Written instruction A
In the tax case excerpt, on what date did Mr. Abeles move out of the High Valley address?
Written instruction B
In the tax case excerpt, condense the paragraph that begins "Barbara Abeles and Harold A. Abeles" into a short bulleted list that keeps its main facts.
Written instruction C
From the tax case excerpt, return the passage starting with "Barbara Abeles and" and going on through "income tax returns.", copied word for word.

Text block
'''

Barbara Abeles and Harold A. Abeles (hereinafter referred to collectively as the Abeles, or singularly as petitioner and Mr. Abeles, respectively) were married in 1972, separated in 1982, and divorced sometime thereafter. With respect to their 1975, 1976, and 1977 taxable years, the Abeles filed joint Federal income tax returns.
In 1980, respondent determined deficiencies in the Abeles' Federal income tax for the 1976 taxable year and, on October 15, 1980, respondent sent a single joint notice of such deficiency determination to:
Harold A. Abeles*153 and Barbara Abeles
315 South Beverly Drive Beverly Hills, CA 90212
(the Beverly Drive address). Such was the address of Mr. Abeles' law office at that time, and was not the Abeles' personal residence. Petitioner and Mr. Abeles had maintained a personal residence together at 16154 High Valley Place, Encino, CA 91316 (the High Valley address), from 1974 until May 15, 1982, when, because of a marital separation, Mr. Abeles moved from the High Valley address. As of the date of trial, petitioner had continued to reside at the High Valley address.

'''

Excerpted data
'''

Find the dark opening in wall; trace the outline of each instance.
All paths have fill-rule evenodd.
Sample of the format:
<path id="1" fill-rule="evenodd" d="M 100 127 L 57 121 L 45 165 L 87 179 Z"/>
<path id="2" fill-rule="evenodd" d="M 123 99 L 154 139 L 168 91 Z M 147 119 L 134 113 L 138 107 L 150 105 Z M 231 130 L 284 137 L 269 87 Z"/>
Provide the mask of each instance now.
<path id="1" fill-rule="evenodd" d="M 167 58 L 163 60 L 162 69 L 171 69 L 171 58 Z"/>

'''

Reply A
May 15, 1982

Reply B
- Barbara Abeles and Harold A. Abeles married in 1972.
- They separated in 1982 and divorced sometime after that.
- They filed joint federal income tax returns for 1975, 1976, and 1977.

Reply C
Barbara Abeles and Harold A. Abeles (hereinafter referred to collectively as the Abeles, or singularly as petitioner and Mr. Abeles, respectively) were married in 1972, separated in 1982, and divorced sometime thereafter. With respect to their 1975, 1976, and 1977 taxable years, the Abeles filed joint Federal income tax returns.